## TASK TO CARRY OUT
Copy the records below word for word, from the start of the records through the line that contains "(1093, 179)", including that line.

Location annotation dataset excerpts
(begin)

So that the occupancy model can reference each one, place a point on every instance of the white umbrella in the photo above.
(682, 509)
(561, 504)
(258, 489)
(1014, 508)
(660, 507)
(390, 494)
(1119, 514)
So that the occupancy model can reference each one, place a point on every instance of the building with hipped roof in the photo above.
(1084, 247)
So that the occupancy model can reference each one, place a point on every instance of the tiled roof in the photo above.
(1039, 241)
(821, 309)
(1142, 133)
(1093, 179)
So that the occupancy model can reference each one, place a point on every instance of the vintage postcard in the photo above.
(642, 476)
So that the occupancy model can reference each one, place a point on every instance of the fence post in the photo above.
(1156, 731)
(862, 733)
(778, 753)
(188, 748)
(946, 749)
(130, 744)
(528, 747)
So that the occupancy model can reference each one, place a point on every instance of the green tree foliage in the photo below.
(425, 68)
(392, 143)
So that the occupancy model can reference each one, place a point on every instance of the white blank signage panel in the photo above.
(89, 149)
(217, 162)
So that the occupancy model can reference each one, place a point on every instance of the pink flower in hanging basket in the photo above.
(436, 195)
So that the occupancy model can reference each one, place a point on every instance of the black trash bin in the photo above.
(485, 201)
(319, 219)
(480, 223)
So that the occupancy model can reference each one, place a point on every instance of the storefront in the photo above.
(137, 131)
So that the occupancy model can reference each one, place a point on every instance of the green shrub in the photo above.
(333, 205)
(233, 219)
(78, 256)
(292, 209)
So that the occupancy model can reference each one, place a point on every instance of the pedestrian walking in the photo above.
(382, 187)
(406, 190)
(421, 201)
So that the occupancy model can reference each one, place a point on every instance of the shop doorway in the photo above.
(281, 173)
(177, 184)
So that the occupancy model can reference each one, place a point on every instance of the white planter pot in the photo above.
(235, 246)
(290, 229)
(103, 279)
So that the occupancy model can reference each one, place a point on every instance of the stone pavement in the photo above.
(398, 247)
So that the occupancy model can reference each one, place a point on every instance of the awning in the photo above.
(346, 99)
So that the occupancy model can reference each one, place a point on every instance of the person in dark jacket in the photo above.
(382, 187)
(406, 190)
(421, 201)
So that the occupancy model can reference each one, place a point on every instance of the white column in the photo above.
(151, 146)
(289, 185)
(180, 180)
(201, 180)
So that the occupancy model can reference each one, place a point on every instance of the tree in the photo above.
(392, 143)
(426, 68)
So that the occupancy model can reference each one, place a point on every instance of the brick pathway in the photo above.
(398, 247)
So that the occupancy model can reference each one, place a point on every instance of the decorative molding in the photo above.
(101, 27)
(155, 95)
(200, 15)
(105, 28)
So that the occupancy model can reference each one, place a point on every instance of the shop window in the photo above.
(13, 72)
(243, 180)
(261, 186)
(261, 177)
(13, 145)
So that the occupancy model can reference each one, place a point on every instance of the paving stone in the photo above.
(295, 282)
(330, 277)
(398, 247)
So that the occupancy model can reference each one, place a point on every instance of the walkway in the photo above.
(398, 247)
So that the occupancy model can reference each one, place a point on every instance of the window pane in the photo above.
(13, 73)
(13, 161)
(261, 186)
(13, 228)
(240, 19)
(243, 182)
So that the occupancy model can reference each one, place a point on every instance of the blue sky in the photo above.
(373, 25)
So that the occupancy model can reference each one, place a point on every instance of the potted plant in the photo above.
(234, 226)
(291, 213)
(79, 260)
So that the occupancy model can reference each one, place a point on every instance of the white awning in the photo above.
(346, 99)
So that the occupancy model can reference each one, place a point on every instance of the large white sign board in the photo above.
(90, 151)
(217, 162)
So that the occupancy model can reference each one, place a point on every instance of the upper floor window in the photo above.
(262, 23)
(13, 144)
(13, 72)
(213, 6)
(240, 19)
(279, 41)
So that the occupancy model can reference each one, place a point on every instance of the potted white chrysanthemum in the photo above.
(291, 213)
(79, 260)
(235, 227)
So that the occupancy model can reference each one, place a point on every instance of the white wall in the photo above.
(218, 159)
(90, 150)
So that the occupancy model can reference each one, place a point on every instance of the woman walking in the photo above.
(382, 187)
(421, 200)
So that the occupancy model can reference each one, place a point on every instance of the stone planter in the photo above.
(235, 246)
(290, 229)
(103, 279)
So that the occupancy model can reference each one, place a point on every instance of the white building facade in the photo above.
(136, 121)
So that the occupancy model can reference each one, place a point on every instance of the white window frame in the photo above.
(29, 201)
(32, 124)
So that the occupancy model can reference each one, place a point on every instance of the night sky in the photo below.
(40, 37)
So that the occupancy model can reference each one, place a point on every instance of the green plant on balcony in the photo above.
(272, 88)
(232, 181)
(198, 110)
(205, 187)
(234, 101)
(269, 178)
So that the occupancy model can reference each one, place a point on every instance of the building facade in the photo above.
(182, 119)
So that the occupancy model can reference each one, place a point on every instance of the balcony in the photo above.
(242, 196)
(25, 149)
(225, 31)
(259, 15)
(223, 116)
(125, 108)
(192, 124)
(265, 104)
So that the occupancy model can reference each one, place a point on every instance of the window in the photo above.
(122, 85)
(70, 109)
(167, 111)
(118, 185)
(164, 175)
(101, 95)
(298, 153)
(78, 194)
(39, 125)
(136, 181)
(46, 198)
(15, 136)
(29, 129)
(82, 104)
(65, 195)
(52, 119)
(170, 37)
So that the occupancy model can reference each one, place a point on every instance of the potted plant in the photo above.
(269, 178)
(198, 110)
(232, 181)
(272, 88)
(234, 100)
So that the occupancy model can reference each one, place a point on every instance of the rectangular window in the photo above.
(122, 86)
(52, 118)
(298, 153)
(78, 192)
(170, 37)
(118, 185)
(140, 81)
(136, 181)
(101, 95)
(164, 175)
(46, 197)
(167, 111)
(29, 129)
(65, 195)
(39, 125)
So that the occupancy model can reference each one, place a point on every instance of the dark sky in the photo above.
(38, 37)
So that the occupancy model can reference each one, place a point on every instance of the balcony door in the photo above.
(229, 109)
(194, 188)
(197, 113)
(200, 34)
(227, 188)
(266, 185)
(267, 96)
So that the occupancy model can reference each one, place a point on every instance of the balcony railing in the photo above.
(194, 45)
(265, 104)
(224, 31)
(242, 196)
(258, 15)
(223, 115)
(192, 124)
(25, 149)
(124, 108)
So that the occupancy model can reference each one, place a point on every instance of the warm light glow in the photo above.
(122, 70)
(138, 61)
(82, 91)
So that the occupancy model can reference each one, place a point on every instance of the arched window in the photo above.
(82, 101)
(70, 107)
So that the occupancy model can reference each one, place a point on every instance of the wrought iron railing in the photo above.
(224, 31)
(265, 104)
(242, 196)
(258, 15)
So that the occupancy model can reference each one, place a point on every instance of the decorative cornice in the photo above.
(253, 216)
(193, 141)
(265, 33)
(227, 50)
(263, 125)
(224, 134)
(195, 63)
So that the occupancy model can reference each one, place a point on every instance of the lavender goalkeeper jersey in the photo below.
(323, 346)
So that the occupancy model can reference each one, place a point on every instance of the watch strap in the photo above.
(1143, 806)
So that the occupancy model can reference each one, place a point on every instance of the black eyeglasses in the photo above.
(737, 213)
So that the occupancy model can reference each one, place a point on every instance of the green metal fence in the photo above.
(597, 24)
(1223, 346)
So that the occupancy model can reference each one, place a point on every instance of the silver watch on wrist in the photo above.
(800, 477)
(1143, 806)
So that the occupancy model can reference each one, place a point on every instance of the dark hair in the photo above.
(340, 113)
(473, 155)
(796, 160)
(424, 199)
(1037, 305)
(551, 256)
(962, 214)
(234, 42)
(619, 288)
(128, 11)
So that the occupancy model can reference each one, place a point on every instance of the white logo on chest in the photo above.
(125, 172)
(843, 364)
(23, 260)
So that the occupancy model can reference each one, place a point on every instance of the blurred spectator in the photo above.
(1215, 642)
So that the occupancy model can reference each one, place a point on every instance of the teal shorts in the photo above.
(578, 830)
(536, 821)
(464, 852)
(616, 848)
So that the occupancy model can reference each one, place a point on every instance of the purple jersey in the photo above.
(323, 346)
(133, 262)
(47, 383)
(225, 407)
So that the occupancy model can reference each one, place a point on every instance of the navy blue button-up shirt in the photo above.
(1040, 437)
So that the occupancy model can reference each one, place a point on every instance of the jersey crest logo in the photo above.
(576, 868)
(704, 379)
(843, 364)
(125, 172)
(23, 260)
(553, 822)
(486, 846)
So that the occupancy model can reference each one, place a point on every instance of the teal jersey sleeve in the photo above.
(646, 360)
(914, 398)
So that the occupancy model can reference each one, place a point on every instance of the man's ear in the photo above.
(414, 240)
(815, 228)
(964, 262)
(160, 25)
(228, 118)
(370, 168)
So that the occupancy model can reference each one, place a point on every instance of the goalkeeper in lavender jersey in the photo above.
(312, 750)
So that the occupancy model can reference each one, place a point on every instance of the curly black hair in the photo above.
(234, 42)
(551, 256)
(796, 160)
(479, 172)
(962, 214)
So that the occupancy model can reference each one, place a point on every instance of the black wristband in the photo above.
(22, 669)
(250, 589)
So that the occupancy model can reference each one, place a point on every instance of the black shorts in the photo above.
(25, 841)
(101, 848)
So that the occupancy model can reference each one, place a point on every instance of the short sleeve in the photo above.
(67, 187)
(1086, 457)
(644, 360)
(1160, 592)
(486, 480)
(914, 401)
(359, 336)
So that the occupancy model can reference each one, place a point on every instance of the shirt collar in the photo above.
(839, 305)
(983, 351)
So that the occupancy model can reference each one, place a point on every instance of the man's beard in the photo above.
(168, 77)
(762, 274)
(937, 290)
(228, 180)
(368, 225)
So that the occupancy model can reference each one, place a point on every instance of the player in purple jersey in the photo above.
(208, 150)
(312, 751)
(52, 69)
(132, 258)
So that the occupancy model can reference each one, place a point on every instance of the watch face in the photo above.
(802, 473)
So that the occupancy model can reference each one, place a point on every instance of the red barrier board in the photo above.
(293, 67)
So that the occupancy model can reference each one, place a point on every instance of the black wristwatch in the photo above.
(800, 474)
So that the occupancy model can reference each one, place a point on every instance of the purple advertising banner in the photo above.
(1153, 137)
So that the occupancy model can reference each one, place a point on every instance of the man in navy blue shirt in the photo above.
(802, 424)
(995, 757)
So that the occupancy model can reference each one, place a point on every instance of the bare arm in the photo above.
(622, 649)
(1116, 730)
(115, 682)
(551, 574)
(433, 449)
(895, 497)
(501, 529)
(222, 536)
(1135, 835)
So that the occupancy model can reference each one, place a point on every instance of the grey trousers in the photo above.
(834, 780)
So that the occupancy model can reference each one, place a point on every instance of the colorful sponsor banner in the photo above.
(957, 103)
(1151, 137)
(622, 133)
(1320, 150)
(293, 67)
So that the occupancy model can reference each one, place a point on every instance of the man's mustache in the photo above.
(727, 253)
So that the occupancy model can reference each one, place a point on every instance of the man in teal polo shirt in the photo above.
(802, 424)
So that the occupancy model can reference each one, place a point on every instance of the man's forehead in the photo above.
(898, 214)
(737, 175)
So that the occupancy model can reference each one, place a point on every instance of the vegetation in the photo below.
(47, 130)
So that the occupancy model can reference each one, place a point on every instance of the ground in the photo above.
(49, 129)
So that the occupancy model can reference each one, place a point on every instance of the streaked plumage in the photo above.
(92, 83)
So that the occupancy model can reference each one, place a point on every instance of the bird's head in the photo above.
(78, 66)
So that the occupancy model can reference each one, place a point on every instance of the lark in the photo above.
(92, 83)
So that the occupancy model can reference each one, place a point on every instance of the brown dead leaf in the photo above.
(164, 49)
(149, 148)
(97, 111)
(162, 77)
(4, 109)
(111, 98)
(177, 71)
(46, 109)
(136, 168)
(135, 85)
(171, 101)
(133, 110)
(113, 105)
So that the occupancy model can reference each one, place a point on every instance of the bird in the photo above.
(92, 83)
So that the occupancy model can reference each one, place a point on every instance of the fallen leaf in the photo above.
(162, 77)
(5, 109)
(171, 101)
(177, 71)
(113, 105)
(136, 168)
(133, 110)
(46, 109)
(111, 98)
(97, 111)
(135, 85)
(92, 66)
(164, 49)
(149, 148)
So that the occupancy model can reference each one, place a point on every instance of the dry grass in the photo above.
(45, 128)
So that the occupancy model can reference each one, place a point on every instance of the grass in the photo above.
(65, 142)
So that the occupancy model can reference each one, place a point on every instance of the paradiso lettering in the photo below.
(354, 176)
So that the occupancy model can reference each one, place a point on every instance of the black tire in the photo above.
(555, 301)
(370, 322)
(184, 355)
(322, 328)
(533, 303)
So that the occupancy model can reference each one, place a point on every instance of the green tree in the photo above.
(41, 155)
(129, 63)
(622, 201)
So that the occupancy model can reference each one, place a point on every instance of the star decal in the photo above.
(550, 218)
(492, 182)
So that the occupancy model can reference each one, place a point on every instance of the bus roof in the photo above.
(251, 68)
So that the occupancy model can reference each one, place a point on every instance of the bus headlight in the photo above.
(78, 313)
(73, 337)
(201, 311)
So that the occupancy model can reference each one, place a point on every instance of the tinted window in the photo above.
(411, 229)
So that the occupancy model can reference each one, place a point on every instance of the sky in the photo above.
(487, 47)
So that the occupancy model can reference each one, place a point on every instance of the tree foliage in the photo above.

(end)

## TASK OUTPUT
So that the occupancy model can reference each one, place a point on every instance of the white umbrella in the photo above.
(682, 509)
(561, 504)
(258, 489)
(1014, 508)
(660, 507)
(390, 494)
(1119, 514)
So that the occupancy model can reference each one, place a point on every instance of the building with hipped roof in the photo above.
(1084, 247)
So that the occupancy model can reference each one, place a point on every instance of the tiled roof in the photo above.
(1039, 241)
(821, 309)
(1142, 133)
(1093, 179)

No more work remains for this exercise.